━━ GIVEN INFORMATION
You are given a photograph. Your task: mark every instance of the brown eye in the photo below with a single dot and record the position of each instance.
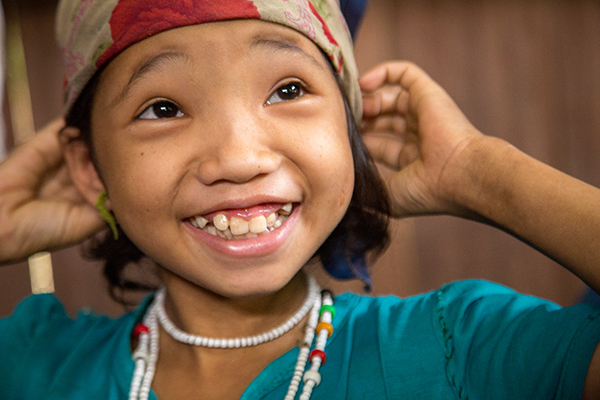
(289, 91)
(161, 110)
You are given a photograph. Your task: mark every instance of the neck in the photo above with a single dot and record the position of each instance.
(199, 311)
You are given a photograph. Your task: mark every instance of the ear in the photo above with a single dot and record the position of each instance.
(79, 162)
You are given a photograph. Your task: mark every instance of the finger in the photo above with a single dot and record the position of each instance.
(385, 123)
(386, 100)
(386, 73)
(384, 149)
(410, 152)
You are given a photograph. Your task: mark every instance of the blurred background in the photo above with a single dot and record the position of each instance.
(526, 71)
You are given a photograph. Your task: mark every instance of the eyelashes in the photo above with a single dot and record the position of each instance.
(161, 109)
(287, 92)
(166, 109)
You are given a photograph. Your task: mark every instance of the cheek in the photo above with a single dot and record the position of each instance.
(139, 189)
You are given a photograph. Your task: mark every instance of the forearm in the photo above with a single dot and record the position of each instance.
(555, 213)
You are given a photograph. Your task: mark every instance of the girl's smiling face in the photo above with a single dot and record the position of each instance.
(230, 119)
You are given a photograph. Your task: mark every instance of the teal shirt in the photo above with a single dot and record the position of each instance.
(468, 340)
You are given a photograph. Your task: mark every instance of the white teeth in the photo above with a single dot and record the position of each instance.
(286, 209)
(220, 222)
(238, 226)
(271, 219)
(258, 224)
(201, 221)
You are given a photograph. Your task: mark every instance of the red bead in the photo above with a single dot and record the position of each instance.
(140, 328)
(318, 353)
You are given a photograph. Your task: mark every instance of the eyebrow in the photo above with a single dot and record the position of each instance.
(284, 44)
(150, 65)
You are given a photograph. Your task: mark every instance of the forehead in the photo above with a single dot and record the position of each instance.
(219, 44)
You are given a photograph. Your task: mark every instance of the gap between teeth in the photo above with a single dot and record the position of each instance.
(238, 228)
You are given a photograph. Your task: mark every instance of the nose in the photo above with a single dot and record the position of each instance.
(237, 149)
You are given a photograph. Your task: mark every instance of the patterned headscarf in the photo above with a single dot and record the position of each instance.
(92, 32)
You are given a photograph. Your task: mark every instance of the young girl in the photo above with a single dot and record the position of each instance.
(219, 141)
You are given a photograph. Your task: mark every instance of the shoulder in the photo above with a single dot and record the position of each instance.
(41, 340)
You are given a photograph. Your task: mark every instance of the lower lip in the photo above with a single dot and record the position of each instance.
(259, 246)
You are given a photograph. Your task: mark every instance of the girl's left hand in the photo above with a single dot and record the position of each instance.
(412, 126)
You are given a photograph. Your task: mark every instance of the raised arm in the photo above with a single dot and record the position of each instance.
(40, 209)
(444, 165)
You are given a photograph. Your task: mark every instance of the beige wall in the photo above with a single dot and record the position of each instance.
(526, 71)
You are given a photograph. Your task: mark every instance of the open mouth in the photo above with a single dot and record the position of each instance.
(236, 226)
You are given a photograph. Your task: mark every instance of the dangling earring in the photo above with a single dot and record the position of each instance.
(106, 215)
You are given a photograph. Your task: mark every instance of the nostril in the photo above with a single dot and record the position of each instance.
(236, 166)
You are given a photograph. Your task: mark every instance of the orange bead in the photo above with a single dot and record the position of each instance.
(325, 325)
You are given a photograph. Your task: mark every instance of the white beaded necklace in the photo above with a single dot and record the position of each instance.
(146, 353)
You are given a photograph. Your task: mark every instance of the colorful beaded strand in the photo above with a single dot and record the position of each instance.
(319, 324)
(324, 329)
(153, 357)
(140, 356)
(309, 335)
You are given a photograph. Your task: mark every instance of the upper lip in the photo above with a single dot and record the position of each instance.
(237, 204)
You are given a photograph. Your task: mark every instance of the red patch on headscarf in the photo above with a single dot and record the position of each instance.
(134, 20)
(325, 27)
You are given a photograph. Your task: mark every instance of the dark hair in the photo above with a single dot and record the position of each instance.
(362, 230)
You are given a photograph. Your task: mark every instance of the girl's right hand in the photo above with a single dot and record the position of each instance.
(40, 208)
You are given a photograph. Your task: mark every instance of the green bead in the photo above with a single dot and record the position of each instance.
(327, 307)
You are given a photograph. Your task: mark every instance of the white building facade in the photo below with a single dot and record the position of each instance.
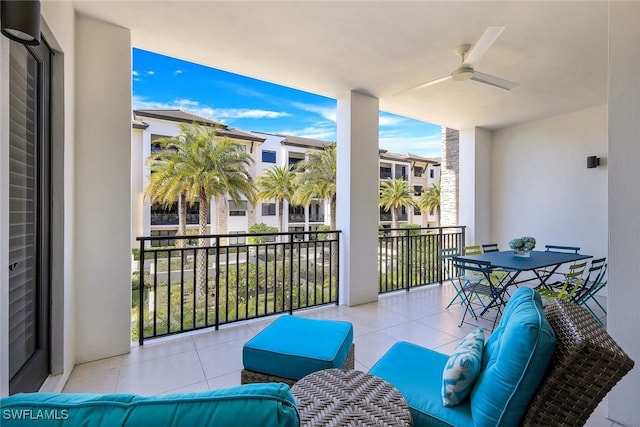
(267, 150)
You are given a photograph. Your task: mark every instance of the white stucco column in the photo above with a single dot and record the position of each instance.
(357, 197)
(624, 203)
(102, 228)
(475, 185)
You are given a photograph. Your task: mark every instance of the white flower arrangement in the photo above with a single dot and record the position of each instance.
(522, 243)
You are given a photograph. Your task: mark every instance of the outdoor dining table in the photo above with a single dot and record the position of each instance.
(543, 264)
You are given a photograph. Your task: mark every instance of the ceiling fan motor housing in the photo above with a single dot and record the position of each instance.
(462, 73)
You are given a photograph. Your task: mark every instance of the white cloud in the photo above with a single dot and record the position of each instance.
(327, 113)
(194, 107)
(422, 145)
(321, 131)
(387, 120)
(246, 113)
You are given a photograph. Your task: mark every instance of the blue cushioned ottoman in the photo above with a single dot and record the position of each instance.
(293, 347)
(253, 405)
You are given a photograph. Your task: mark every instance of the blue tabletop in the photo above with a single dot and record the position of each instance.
(536, 260)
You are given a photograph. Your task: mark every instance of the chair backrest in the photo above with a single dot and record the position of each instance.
(556, 248)
(595, 275)
(490, 247)
(472, 250)
(573, 280)
(586, 364)
(479, 269)
(446, 255)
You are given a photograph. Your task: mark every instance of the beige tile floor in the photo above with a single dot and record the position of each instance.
(213, 359)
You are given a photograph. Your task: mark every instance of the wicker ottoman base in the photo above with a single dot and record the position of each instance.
(248, 376)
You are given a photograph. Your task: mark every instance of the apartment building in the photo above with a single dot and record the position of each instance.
(155, 220)
(267, 150)
(421, 173)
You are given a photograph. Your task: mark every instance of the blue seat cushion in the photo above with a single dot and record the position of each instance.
(417, 373)
(514, 362)
(292, 347)
(257, 405)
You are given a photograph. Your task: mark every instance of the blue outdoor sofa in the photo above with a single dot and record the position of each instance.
(254, 405)
(548, 366)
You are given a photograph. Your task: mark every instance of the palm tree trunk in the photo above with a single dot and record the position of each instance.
(281, 215)
(201, 272)
(394, 220)
(332, 210)
(182, 220)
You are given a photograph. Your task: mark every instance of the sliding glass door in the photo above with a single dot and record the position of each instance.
(29, 217)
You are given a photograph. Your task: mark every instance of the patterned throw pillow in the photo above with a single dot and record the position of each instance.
(462, 368)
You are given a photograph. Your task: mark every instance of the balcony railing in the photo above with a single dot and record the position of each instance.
(195, 287)
(218, 282)
(296, 217)
(171, 219)
(316, 218)
(410, 257)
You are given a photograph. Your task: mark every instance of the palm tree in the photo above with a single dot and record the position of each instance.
(166, 186)
(395, 193)
(277, 183)
(317, 179)
(430, 200)
(208, 166)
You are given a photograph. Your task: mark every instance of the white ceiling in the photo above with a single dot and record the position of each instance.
(556, 50)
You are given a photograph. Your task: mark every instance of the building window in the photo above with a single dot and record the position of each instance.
(385, 173)
(268, 156)
(237, 240)
(268, 209)
(237, 209)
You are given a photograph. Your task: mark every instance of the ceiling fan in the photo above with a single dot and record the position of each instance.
(469, 56)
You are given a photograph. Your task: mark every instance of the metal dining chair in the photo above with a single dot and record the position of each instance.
(567, 288)
(449, 273)
(595, 280)
(479, 284)
(490, 247)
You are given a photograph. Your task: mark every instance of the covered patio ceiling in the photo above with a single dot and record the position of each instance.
(555, 50)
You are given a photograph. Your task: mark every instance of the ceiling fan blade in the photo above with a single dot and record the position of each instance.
(493, 80)
(423, 85)
(483, 44)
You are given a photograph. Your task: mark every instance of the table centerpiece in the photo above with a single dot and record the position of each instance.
(522, 246)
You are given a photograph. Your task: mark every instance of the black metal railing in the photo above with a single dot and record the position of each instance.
(172, 219)
(179, 289)
(410, 257)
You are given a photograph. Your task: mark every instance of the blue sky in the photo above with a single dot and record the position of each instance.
(161, 82)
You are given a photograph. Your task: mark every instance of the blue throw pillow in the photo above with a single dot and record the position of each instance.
(462, 368)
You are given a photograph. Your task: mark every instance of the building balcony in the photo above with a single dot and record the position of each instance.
(212, 359)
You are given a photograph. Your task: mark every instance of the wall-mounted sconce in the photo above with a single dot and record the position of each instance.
(21, 21)
(593, 162)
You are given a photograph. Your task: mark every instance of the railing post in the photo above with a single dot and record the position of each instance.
(439, 254)
(290, 276)
(217, 284)
(408, 255)
(141, 294)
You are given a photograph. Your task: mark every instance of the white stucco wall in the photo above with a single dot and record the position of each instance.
(475, 208)
(357, 197)
(138, 182)
(542, 187)
(4, 216)
(624, 202)
(102, 225)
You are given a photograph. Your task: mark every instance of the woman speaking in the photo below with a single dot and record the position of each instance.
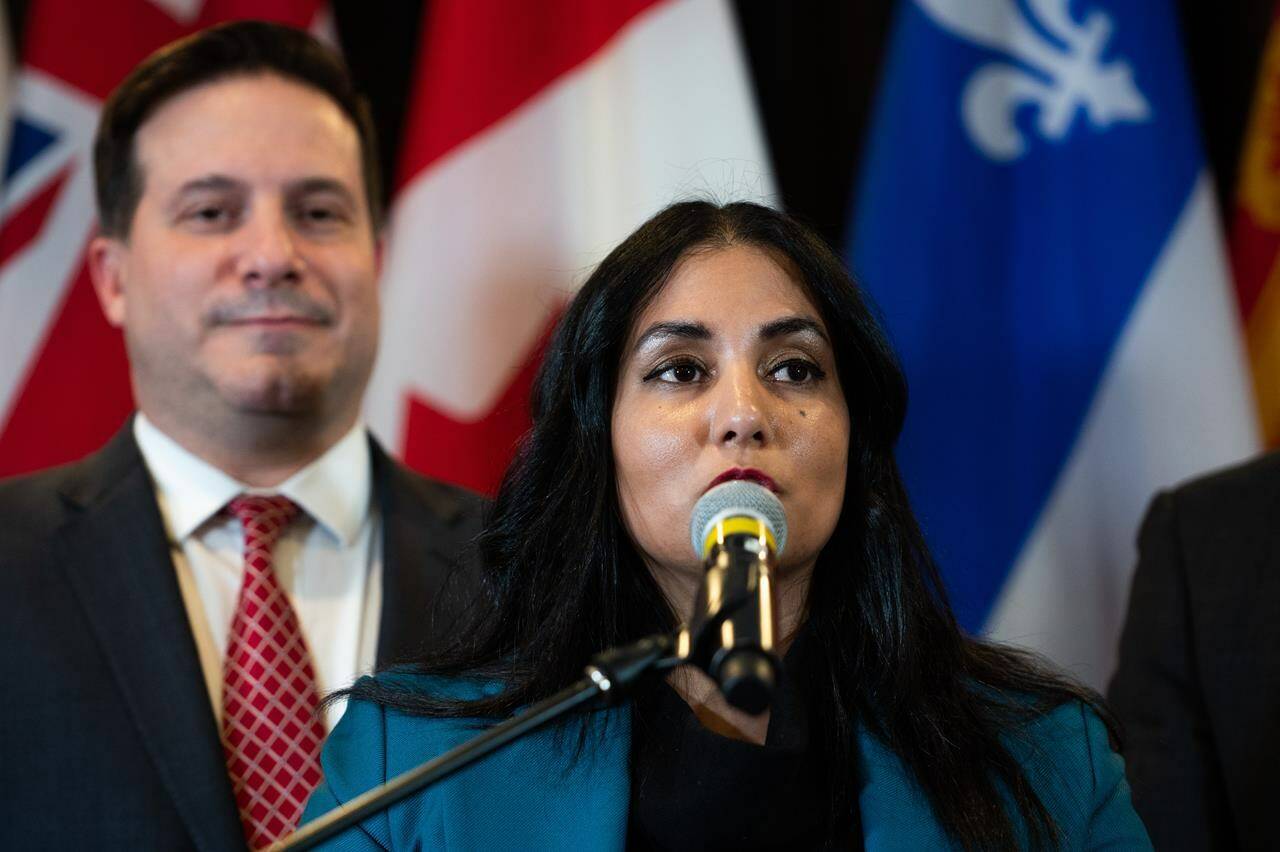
(727, 343)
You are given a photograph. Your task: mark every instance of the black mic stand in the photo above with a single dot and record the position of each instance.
(609, 677)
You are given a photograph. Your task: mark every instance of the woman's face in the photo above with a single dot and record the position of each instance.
(728, 374)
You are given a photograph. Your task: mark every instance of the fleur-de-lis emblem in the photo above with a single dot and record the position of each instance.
(1056, 79)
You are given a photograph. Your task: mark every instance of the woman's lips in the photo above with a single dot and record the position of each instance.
(748, 473)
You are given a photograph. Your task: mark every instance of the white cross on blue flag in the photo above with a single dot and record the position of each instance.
(1037, 225)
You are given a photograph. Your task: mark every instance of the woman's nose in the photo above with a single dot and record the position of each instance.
(740, 411)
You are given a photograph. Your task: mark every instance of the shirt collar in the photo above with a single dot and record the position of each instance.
(334, 489)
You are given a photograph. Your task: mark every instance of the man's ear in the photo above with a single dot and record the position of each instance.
(105, 269)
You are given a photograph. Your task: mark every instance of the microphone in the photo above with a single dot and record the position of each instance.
(737, 530)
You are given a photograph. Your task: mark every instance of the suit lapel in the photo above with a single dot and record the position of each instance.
(117, 558)
(424, 580)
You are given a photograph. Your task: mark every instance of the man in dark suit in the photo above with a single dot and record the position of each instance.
(1198, 682)
(172, 607)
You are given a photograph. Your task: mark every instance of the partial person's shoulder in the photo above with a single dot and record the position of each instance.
(33, 505)
(1078, 775)
(402, 489)
(1251, 484)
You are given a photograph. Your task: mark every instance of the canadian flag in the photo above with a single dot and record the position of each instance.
(539, 136)
(64, 385)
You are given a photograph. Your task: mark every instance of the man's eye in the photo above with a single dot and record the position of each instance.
(320, 215)
(209, 214)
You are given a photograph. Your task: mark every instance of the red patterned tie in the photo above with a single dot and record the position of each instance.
(272, 729)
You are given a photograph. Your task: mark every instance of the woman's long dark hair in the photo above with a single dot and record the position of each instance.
(563, 581)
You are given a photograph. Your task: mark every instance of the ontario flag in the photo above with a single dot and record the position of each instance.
(1256, 237)
(64, 384)
(539, 136)
(1037, 223)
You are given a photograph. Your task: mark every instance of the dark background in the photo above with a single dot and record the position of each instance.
(816, 67)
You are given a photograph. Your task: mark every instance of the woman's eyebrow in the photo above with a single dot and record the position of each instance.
(791, 325)
(679, 329)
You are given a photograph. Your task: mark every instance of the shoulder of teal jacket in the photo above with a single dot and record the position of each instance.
(1068, 759)
(560, 787)
(353, 760)
(1068, 756)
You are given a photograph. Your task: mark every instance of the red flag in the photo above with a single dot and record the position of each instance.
(64, 384)
(538, 137)
(1256, 237)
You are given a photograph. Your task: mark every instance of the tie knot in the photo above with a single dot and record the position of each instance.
(264, 517)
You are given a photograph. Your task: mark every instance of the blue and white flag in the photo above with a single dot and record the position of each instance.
(1037, 225)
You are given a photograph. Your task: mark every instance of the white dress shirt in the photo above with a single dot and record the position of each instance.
(328, 560)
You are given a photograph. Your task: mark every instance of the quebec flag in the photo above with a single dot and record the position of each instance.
(1037, 225)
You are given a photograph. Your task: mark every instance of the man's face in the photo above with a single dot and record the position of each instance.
(246, 283)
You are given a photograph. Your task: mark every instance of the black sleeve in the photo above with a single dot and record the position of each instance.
(1169, 747)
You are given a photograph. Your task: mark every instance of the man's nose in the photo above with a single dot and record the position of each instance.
(740, 415)
(270, 253)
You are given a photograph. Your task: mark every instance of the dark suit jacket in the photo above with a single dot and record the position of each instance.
(1198, 683)
(106, 736)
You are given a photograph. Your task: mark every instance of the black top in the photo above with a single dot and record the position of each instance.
(695, 789)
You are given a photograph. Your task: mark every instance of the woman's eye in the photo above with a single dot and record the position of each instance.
(796, 371)
(680, 374)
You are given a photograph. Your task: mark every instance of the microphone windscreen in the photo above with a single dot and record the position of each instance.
(737, 498)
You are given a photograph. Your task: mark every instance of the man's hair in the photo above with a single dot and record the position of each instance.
(242, 47)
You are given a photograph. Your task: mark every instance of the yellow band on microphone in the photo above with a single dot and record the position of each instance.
(739, 525)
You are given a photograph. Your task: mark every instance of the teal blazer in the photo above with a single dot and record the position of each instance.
(531, 795)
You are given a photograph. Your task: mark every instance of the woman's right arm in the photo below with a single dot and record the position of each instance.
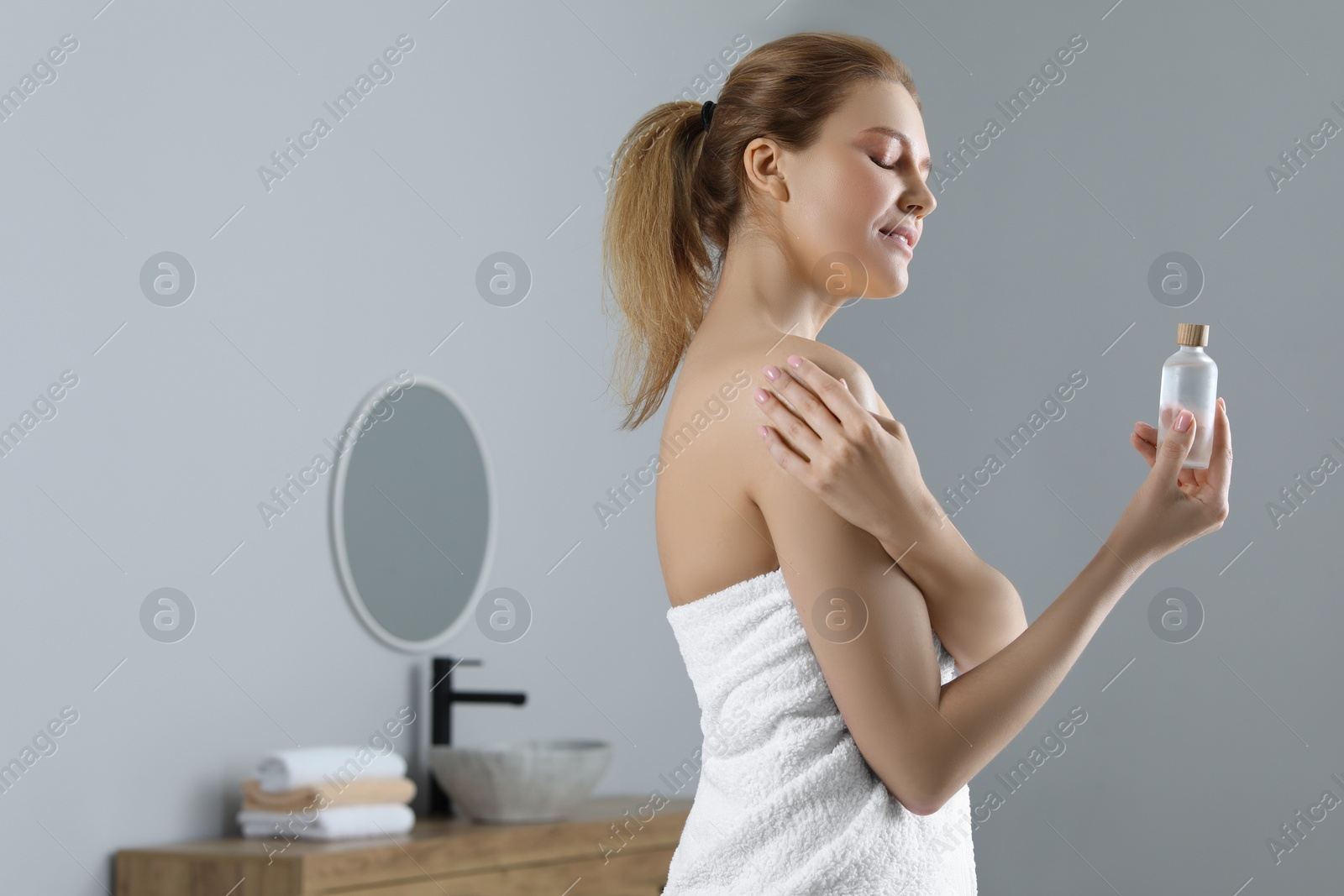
(922, 739)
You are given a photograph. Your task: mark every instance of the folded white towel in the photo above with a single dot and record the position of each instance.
(302, 766)
(338, 822)
(785, 804)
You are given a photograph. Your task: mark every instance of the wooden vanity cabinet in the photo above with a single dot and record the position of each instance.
(440, 857)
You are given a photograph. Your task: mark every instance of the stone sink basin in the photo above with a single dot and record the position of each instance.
(522, 782)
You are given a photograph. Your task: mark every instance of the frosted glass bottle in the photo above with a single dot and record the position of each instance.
(1189, 382)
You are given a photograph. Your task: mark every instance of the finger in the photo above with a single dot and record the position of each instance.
(806, 403)
(800, 436)
(784, 456)
(1221, 454)
(1144, 448)
(837, 398)
(1175, 448)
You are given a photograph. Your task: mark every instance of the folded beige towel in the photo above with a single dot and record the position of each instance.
(356, 793)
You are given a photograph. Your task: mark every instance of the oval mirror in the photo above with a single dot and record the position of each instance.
(413, 513)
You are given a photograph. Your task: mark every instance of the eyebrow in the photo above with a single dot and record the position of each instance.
(925, 164)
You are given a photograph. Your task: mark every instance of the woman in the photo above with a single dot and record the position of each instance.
(855, 661)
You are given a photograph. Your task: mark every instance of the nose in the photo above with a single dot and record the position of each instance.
(918, 201)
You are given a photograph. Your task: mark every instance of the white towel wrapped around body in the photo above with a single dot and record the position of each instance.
(785, 804)
(338, 822)
(302, 766)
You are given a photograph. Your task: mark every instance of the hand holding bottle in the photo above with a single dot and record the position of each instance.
(1175, 506)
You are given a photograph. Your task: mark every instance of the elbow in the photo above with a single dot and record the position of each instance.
(920, 804)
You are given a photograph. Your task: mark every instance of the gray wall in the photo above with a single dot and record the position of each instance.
(492, 136)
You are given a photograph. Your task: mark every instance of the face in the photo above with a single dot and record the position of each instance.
(864, 177)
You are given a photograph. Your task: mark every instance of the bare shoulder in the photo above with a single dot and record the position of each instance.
(835, 363)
━━━━
◆ **TASK GOAL**: Take the lines from the one containing "the folded beige" to the last line of the material above and write them out exactly.

◆ **EXERCISE RESPONSE**:
You are given a photograph. Your task: mark every instance of the folded beige towel in the photo above with a single dot and record the position of each instance.
(356, 793)
You are given a photograph. Your task: mark every instance of the oval mirror in the photo above with a single dot and record the position of each instance.
(413, 513)
You are given a photograph. Your task: mark every instance of the eyebrow in the photo above with a single dot and record the position of each instance.
(925, 164)
You are given a photograph. Your task: mark every instance of the woman in the photo above with a single dot and record the position of each instance.
(855, 661)
You are given a photograph. Your task: mark every instance of the nose in the photo above with a single dot and record the position of each instance.
(918, 201)
You are given a photograph. Your task: mark every instance of the white towel wrapped around body in the photo above with a single dot and record the position of each instance.
(785, 804)
(338, 822)
(302, 766)
You are given a photograph. Your task: mark every instance of the hand holding bottle in the photo above with a single dot and record the position of each instance.
(1175, 506)
You are given a photograph. Your task: mark every instance of the elbow in the photo above with a single dot and record the position of each instance.
(920, 804)
You are given a photograph. Your task: mark every instance of the gray wall in the photo above with a single dot and record the position of each instance.
(492, 136)
You are given a photograph. Your task: mark every instance of the face in the photo above with a single dot and record the position of each instance.
(864, 177)
You are given a photograph. Your task: mark every instance of the bare shoulder in the photo above with a single dot and record the position of each instance.
(835, 363)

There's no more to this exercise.